### DOCUMENT SEGMENT
■ ■ ■

My husband practically laughed me out of the car. “I doubt Eliyahu Hanavi had a New York accent.”
But after that conversation, I only half-teasingly kept referring to the mysterious man as Eliyahu.
Until we finally ran into him again — in line for aquarium tickets. “I guess you’re not Eliyahu Hanavi after all,” I said as I walked toward him and told him about our desert conversation. We shared a good laugh, but were glad to finally give him the thanks he deserved.
“The way you stepped in to our disaster and treated it like your own was other-wordly,” I told him. “May you get so much sechar for all the help and comfort you provided in such a scary situation.”
I thought about the incident for a long time, especially when I petted the smooth back of my four-year-old as I settled him in to sleep every night. Our story could have ended so differently. Was it the raw potatoes that had helped him or the ice water? Was it because we’d called 911 so quickly? Or was it the lone voice that had risen above the mass hysteria and coordinated our efforts?
Eliyahu Hanavi did not die, but ascended to Heaven alive in a Chariot of Fire. He perfected himself to such a degree that he was permitted to become a dual-citizen of Heaven and earth. His body remained as a garment he could don whenever he needed to return to Our World.
Stories in the Gemara involve him dressing up in disguise as an old man, fiery bear, ugly traveler, and doing everything from learning b’chavrusa with Sages, and taking mere mortals on visits to Gan Eden, to stepping in as a healer, rescuer, and advocate for us in the most precarious of situations. His memory accompanies our Havdalah, and he’s an honored guest at our brissim.
But where is he now? While I cannot offer a GPS location, I truly feel he is here, at least in spirit. Once we realize that nothing’s a random occurrence, we see Hashem is constantly putting helpers in our path in the right places at the right times. That is, until the real Eliyahu Hanavi returns. Rashi, in parshas Bechukosai, comments on “V’zacharti es brisi Yaakov” that there are five times in the Torah that Yaakov’s name is written with a vav, which parallel the five times that Eliyahu’s name is written without a vav. Rashi explains that Yaakov “took” a letter from Eliyahu’s name, holding it as collateral until Eliyahu brings the news of the final Geulah to Yaakov’s descendants.

■ ■ ■

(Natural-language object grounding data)
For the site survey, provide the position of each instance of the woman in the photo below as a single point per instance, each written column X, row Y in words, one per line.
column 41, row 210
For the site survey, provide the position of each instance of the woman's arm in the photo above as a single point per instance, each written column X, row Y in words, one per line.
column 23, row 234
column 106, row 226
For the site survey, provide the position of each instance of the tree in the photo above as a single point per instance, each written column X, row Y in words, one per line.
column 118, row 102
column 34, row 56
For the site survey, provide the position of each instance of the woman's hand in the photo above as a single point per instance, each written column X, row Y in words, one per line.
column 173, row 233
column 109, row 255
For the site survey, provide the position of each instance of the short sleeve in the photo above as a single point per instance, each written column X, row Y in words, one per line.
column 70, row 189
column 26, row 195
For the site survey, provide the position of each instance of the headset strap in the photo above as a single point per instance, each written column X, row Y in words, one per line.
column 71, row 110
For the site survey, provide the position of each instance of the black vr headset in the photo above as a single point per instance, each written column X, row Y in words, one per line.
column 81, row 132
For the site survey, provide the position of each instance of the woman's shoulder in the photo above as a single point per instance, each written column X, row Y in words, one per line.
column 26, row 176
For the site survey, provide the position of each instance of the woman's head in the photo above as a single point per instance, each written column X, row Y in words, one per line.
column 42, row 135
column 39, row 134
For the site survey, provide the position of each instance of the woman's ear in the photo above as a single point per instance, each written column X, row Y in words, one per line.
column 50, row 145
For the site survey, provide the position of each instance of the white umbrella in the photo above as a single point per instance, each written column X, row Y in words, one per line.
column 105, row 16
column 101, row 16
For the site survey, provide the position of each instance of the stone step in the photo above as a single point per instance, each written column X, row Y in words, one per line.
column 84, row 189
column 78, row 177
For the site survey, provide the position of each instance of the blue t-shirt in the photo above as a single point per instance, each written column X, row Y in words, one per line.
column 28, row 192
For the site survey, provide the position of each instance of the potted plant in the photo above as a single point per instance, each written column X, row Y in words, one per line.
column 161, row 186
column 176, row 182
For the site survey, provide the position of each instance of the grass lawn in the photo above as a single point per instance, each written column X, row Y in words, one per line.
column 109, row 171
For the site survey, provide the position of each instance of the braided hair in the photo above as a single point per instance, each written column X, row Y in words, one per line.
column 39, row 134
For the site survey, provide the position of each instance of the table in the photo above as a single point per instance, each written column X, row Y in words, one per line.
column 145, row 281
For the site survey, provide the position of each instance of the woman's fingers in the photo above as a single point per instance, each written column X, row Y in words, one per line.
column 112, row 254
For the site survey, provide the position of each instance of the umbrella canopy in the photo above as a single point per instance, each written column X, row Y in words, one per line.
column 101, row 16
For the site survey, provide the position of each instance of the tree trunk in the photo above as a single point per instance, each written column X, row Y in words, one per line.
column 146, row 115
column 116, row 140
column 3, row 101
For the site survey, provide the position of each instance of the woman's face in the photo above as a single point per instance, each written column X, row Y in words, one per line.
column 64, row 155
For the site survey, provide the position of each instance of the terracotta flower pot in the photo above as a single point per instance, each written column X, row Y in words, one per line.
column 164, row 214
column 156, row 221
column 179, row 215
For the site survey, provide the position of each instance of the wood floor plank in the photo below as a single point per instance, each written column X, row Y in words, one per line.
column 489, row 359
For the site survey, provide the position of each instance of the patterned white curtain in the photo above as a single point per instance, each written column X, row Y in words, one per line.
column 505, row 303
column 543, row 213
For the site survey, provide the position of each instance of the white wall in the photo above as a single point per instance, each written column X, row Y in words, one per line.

■ ■ ■

### WORK REQUIRED
Quote the passage about Eliyahu Hanavi between "Eliyahu Hanavi did" and "to Our World.", inclusive.

### SOLUTION FOR THIS TASK
Eliyahu Hanavi did not die, but ascended to Heaven alive in a Chariot of Fire. He perfected himself to such a degree that he was permitted to become a dual-citizen of Heaven and earth. His body remained as a garment he could don whenever he needed to return to Our World.